Text section:
____

My Turntable needs to be soldered.
March 20, 2005 9:29 PM   RSS feed for this thread Subscribe

My Turntable will only play through one channel. I have a soldering question, because I have to replace the RCA cables. Can someone teach me how to properly solder audio equipment? I have never soldered before, but I am handy with electronics. The Turn Table in question is a Pioneer PL-10, a nice older one that goes well with vintage reciever. I bought it for $30 along with some scratched up first pressing Beatles albums. Basically, when the needle is down you can only hear one channel. There is absolutely no signal from the left RCA cable. When I reverse the plugs, the dead RCA cable is still dead.... just on the other channel.

I opened the record player and all the wires are connected and they look clean. The RCA cables have a light bulge in the middle of the wire and I am guessing that is the culprit. I don't mind soldering new RCA cables on it, but I have never soldered before.

Here is basically my question:
1. How do I properly remove the old RCA cable from the solder point?
2. Should I clean the connection before soldering?
3. How do I solder a new cable on, assuming I exposed the wires properly?
posted by Dean Keaton to technology (13 comments total)
In case anyone is wondering, yes I verified the cartridge is not mono.
posted by Dean Keaton at 9:30 PM on March 20, 2005


Get an adjustable heat soldering iron and set it fairly low. To remove something, put light tension on the wire by pulling on it while you place the hot iron to the soldered joint. You should be able to easily pull the wire away when the solder is melted.

____

What you will do:
In the turntable post:
(a) What make and model is the turntable?
(b) How much did the poster pay for it?
(c) According to the reply, what should you do to the wire while holding the hot iron to the joint to remove it?
The entries that come after the turntable post are separate material.

____

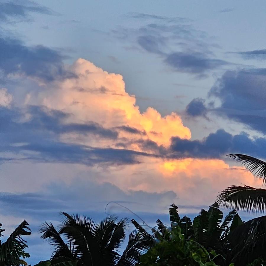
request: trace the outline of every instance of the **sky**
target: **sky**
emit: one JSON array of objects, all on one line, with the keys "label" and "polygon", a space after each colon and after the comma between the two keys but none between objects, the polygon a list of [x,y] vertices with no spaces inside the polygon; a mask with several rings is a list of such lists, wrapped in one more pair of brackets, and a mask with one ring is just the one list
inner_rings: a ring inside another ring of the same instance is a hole
[{"label": "sky", "polygon": [[0,0],[0,219],[7,236],[30,224],[29,263],[61,211],[137,220],[116,202],[153,226],[262,186],[226,155],[266,159],[265,9]]}]

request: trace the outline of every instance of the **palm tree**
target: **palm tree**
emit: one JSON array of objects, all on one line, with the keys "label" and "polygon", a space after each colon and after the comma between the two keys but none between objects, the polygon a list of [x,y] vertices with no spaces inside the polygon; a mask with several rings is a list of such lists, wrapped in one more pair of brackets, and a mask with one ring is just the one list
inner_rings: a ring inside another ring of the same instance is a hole
[{"label": "palm tree", "polygon": [[[266,162],[244,154],[228,155],[242,165],[266,184]],[[255,212],[266,210],[266,189],[249,186],[232,186],[223,190],[218,195],[217,202],[226,207]]]},{"label": "palm tree", "polygon": [[128,225],[126,219],[117,221],[117,217],[110,215],[97,224],[85,216],[62,214],[64,217],[58,231],[46,222],[40,230],[41,238],[48,239],[55,247],[52,260],[62,261],[63,258],[64,261],[82,266],[133,266],[150,244],[142,233],[132,232],[120,254]]},{"label": "palm tree", "polygon": [[[0,241],[0,266],[18,266],[27,264],[23,259],[28,258],[30,255],[25,252],[27,247],[27,242],[22,236],[29,236],[31,233],[28,226],[29,224],[24,220],[10,234],[4,242]],[[0,228],[2,224],[0,223]],[[2,233],[4,229],[0,228],[0,236],[3,236]]]}]

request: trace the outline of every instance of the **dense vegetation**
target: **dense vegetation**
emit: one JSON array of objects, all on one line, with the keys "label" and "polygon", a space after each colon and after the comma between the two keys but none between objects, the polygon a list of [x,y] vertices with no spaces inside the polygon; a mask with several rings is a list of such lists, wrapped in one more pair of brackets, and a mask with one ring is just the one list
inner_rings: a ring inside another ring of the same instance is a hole
[{"label": "dense vegetation", "polygon": [[[266,163],[243,155],[230,156],[266,184]],[[266,216],[244,222],[234,209],[224,218],[219,205],[264,211],[266,189],[233,186],[222,192],[217,201],[208,210],[202,209],[193,221],[186,216],[181,218],[173,204],[170,227],[158,219],[156,226],[146,230],[132,219],[136,230],[129,234],[123,252],[127,219],[110,215],[96,223],[85,216],[62,213],[57,228],[51,223],[43,225],[41,237],[54,251],[50,259],[35,266],[266,265]],[[30,255],[22,237],[30,234],[28,225],[24,221],[6,241],[0,241],[0,266],[27,265],[25,259]],[[0,229],[0,236],[4,231]]]}]

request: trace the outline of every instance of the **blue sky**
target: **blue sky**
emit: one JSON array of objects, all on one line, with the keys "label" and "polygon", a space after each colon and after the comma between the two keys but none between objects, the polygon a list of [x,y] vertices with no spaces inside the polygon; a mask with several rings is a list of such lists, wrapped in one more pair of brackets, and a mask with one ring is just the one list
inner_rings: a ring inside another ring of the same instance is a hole
[{"label": "blue sky", "polygon": [[60,211],[98,220],[116,201],[153,225],[261,186],[225,155],[266,157],[265,8],[0,0],[0,218],[30,223],[30,263]]}]

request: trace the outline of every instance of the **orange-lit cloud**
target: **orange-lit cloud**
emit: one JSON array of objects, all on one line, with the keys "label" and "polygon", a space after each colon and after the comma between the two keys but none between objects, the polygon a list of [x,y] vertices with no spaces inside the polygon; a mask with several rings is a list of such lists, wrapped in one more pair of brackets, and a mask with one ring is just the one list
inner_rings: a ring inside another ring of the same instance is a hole
[{"label": "orange-lit cloud", "polygon": [[[121,75],[108,73],[84,59],[79,59],[70,67],[76,77],[47,85],[48,87],[37,98],[28,95],[27,103],[37,102],[71,114],[66,122],[93,121],[106,128],[117,130],[119,137],[111,140],[99,136],[88,138],[84,134],[68,133],[63,134],[61,140],[100,147],[117,148],[121,143],[125,148],[145,151],[138,141],[150,140],[167,147],[172,137],[191,137],[189,129],[174,113],[162,117],[149,107],[141,113],[134,96],[126,92]],[[140,133],[121,129],[125,126]],[[138,160],[141,163],[109,166],[104,169],[98,165],[82,166],[85,169],[82,171],[89,173],[89,177],[84,175],[91,181],[99,183],[108,182],[126,192],[129,190],[173,191],[177,195],[178,204],[211,204],[218,193],[227,186],[244,183],[259,186],[261,184],[243,168],[230,167],[221,160],[170,160],[140,156]]]},{"label": "orange-lit cloud", "polygon": [[[108,128],[128,126],[146,132],[141,136],[129,135],[128,132],[121,131],[119,135],[120,142],[125,137],[132,142],[141,138],[167,146],[172,136],[190,138],[189,129],[183,125],[180,116],[175,113],[162,117],[157,111],[149,107],[141,113],[136,105],[135,96],[126,92],[121,75],[108,73],[81,59],[71,69],[77,78],[53,83],[50,89],[40,93],[38,96],[40,103],[72,114],[68,121],[93,121]],[[29,96],[27,97],[28,99]],[[31,103],[35,100],[33,100]],[[66,140],[69,137],[64,136]],[[97,143],[104,146],[112,146],[103,140],[98,140]],[[128,147],[139,150],[137,145],[132,145]]]}]

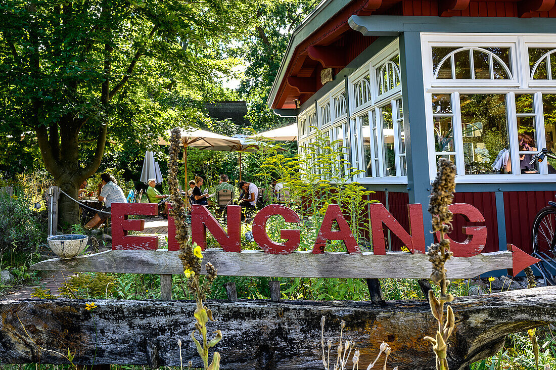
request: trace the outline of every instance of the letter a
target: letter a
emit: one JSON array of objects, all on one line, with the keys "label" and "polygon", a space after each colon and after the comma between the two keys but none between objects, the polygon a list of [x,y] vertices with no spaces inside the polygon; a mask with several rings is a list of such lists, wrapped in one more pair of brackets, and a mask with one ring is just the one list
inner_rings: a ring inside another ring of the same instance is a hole
[{"label": "letter a", "polygon": [[[332,225],[334,221],[337,223],[338,228],[340,230],[332,230]],[[326,213],[324,214],[324,219],[322,220],[322,224],[320,225],[316,240],[315,240],[315,246],[313,247],[312,251],[314,254],[321,254],[324,253],[326,240],[343,240],[348,253],[350,254],[361,253],[349,225],[344,218],[342,210],[337,204],[330,204],[326,208]]]}]

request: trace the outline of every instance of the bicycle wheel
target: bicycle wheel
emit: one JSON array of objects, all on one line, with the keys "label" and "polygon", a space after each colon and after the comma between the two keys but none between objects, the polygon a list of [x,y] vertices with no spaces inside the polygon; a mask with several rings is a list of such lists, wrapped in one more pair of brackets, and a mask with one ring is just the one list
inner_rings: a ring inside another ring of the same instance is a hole
[{"label": "bicycle wheel", "polygon": [[556,244],[556,207],[543,208],[533,224],[533,251],[554,257]]}]

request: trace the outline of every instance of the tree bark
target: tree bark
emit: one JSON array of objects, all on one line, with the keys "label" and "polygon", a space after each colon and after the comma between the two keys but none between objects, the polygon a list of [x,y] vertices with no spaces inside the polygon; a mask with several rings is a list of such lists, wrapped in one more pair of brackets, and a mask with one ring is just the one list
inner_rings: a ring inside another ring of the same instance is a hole
[{"label": "tree bark", "polygon": [[[92,302],[96,307],[87,310],[85,304]],[[372,362],[383,341],[392,349],[387,368],[435,367],[430,344],[423,338],[433,334],[438,323],[425,300],[379,305],[254,299],[209,301],[206,305],[217,320],[209,324],[209,331],[220,329],[224,336],[214,348],[222,355],[222,369],[322,369],[323,315],[325,344],[330,339],[333,349],[340,321],[346,322],[342,339],[355,341],[361,352],[359,368]],[[456,327],[447,343],[448,361],[452,370],[463,370],[495,354],[507,334],[556,321],[556,287],[456,298],[450,305]],[[198,367],[200,358],[189,336],[195,309],[195,302],[180,300],[0,300],[0,358],[2,363],[68,363],[60,354],[46,350],[67,354],[69,349],[75,364],[150,362],[179,366],[181,352],[183,363],[191,360]],[[150,354],[155,352],[158,358]],[[331,352],[332,368],[335,350]],[[377,364],[380,368],[382,359]]]}]

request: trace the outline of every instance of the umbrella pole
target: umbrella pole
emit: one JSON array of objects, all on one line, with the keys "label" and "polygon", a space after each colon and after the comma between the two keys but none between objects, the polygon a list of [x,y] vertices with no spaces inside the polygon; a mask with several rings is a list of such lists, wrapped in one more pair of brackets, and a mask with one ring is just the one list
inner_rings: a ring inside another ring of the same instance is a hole
[{"label": "umbrella pole", "polygon": [[185,184],[187,186],[189,182],[187,181],[187,146],[185,143],[183,145],[183,167],[185,171]]}]

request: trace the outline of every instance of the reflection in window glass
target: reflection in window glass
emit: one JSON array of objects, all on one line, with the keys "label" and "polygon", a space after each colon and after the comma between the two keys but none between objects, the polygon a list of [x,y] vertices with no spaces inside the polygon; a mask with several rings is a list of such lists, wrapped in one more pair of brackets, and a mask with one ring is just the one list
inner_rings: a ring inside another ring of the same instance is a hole
[{"label": "reflection in window glass", "polygon": [[394,146],[394,124],[392,122],[392,106],[380,108],[383,120],[384,176],[396,176],[395,151]]},{"label": "reflection in window glass", "polygon": [[435,117],[434,123],[435,150],[454,151],[454,127],[451,117]]},{"label": "reflection in window glass", "polygon": [[[440,62],[444,57],[449,54],[450,52],[454,51],[454,50],[457,50],[456,47],[433,47],[433,71],[436,71],[436,67],[438,67],[438,64]],[[443,66],[444,67],[444,66]],[[448,70],[450,72],[450,76],[448,77],[441,77],[440,76],[440,73],[439,73],[439,78],[451,78],[451,68],[450,68],[450,63],[448,64]],[[445,73],[445,71],[443,71],[441,70],[441,72],[444,72],[443,74]]]},{"label": "reflection in window glass", "polygon": [[[556,152],[556,94],[543,94],[543,110],[544,115],[544,134],[547,149]],[[548,160],[548,173],[556,173],[556,160]]]},{"label": "reflection in window glass", "polygon": [[365,114],[360,117],[359,119],[361,122],[361,135],[363,136],[363,155],[365,164],[363,170],[365,171],[365,176],[370,177],[373,176],[373,155],[371,152],[371,127],[369,125],[369,115]]},{"label": "reflection in window glass", "polygon": [[488,54],[477,50],[473,51],[473,65],[475,68],[475,78],[476,80],[490,79],[488,59]]},{"label": "reflection in window glass", "polygon": [[511,173],[505,95],[461,94],[460,107],[465,174]]},{"label": "reflection in window glass", "polygon": [[469,63],[469,50],[464,50],[454,54],[454,63],[455,65],[456,79],[469,80],[471,78],[471,65]]},{"label": "reflection in window glass", "polygon": [[451,113],[450,94],[433,94],[433,114]]}]

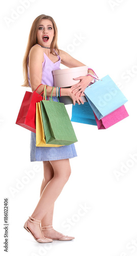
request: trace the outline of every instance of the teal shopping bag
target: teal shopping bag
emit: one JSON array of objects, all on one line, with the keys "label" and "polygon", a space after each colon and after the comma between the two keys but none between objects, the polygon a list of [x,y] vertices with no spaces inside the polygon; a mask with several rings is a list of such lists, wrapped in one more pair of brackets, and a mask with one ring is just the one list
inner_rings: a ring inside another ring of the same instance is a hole
[{"label": "teal shopping bag", "polygon": [[127,99],[108,75],[98,80],[87,87],[84,93],[100,120],[124,105]]},{"label": "teal shopping bag", "polygon": [[93,111],[88,102],[72,105],[71,121],[77,123],[97,125]]}]

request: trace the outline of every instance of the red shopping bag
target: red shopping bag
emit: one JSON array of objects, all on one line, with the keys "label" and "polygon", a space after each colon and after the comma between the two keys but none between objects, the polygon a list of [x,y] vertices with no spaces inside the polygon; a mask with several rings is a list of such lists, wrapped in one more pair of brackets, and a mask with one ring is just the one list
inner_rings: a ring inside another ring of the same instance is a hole
[{"label": "red shopping bag", "polygon": [[33,92],[25,92],[16,122],[16,124],[35,133],[36,102],[43,99],[41,95],[43,93],[41,94],[36,93],[40,86]]},{"label": "red shopping bag", "polygon": [[129,116],[124,105],[100,120],[94,114],[98,130],[106,129]]}]

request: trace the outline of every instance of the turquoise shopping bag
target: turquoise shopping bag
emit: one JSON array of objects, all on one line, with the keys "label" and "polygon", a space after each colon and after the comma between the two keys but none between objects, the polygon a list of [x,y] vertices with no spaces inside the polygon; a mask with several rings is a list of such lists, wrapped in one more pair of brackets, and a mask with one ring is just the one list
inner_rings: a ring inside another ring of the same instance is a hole
[{"label": "turquoise shopping bag", "polygon": [[93,111],[88,102],[85,102],[84,104],[72,105],[71,121],[97,125]]},{"label": "turquoise shopping bag", "polygon": [[101,79],[95,78],[98,80],[87,87],[84,93],[100,120],[124,105],[127,99],[108,75]]}]

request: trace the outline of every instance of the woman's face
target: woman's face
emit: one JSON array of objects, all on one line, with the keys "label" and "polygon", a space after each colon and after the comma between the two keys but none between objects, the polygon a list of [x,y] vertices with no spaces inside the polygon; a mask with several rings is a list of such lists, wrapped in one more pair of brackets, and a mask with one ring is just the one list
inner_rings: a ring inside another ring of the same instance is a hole
[{"label": "woman's face", "polygon": [[50,47],[54,36],[52,22],[49,19],[41,19],[37,32],[38,44],[42,46]]}]

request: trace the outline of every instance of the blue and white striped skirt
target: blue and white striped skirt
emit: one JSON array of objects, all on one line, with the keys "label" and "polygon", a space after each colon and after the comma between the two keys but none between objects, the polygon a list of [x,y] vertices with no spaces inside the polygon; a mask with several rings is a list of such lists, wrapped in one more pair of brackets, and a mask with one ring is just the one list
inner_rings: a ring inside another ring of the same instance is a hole
[{"label": "blue and white striped skirt", "polygon": [[[56,97],[53,100],[57,101]],[[77,157],[74,144],[60,147],[43,147],[36,146],[36,133],[31,132],[31,161],[52,161],[66,159]]]}]

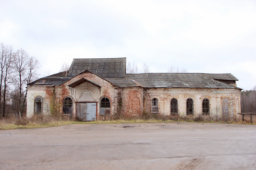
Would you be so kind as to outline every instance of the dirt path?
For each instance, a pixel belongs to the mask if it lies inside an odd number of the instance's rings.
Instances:
[[[255,169],[256,126],[75,124],[0,131],[0,169]]]

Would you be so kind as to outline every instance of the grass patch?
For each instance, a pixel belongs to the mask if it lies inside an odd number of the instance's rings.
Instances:
[[[165,116],[144,114],[139,116],[130,117],[115,115],[106,117],[104,120],[97,120],[91,122],[79,122],[75,119],[70,119],[66,117],[54,117],[50,115],[35,115],[31,118],[17,119],[12,117],[0,120],[0,130],[19,129],[46,128],[75,123],[145,123],[204,122],[244,124],[251,124],[250,123],[241,121],[228,117],[214,116],[189,116],[181,117],[178,116]],[[253,123],[255,125],[255,123]]]

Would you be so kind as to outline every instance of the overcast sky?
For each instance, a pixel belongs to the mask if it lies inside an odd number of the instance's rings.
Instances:
[[[256,85],[255,1],[0,0],[0,43],[36,57],[42,76],[73,58],[126,57]]]

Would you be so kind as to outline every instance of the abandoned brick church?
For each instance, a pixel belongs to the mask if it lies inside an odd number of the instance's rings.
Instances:
[[[59,114],[90,121],[146,112],[235,118],[240,112],[241,89],[230,74],[128,74],[126,59],[74,59],[66,76],[30,83],[27,116]]]

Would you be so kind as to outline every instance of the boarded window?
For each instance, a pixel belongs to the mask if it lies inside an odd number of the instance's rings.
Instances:
[[[194,114],[194,104],[193,99],[189,98],[187,99],[187,115]]]
[[[222,116],[229,116],[229,101],[227,99],[222,99]]]
[[[171,100],[171,114],[178,114],[178,100],[175,98]]]
[[[210,104],[209,100],[208,99],[205,98],[203,100],[202,103],[202,108],[203,115],[209,115],[210,114]]]
[[[63,100],[63,113],[69,114],[71,116],[72,114],[73,104],[72,99],[68,97],[65,98]]]
[[[151,101],[151,113],[158,113],[158,100],[154,98]]]
[[[107,97],[103,97],[101,100],[101,115],[110,115],[110,100]]]
[[[41,114],[42,113],[42,99],[37,97],[35,99],[35,114]]]

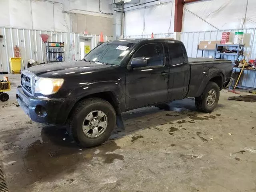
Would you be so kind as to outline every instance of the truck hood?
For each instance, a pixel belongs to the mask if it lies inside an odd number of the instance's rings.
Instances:
[[[70,61],[37,65],[27,70],[37,76],[47,77],[49,75],[56,74],[58,75],[56,76],[60,76],[66,74],[95,71],[110,67],[110,66],[101,63],[90,62],[82,60]]]

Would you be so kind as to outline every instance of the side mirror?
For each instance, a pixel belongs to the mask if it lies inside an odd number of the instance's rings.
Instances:
[[[148,62],[145,57],[134,58],[131,62],[131,66],[134,68],[143,67],[148,66]]]

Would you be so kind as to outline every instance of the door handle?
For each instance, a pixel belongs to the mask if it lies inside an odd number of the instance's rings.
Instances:
[[[160,75],[166,75],[168,74],[168,73],[166,73],[165,71],[163,71],[160,74]]]

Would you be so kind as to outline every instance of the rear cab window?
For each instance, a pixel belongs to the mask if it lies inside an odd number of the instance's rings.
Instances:
[[[152,43],[142,46],[135,53],[134,58],[144,57],[148,66],[164,64],[164,49],[161,43]]]
[[[171,65],[178,65],[185,62],[184,55],[186,50],[181,43],[176,42],[168,42],[169,50],[169,63]]]

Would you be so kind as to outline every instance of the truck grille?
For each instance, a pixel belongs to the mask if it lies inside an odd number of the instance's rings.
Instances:
[[[31,89],[31,78],[22,73],[21,74],[20,81],[22,89],[30,95],[32,95],[33,94]]]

____

Written answer:
(a) A Pioneer PL-10.
(b) $30, which also bought some scratched-up first-pressing Beatles albums.
(c) Put light tension on the wire by pulling on it, so it pulls away easily once the solder melts.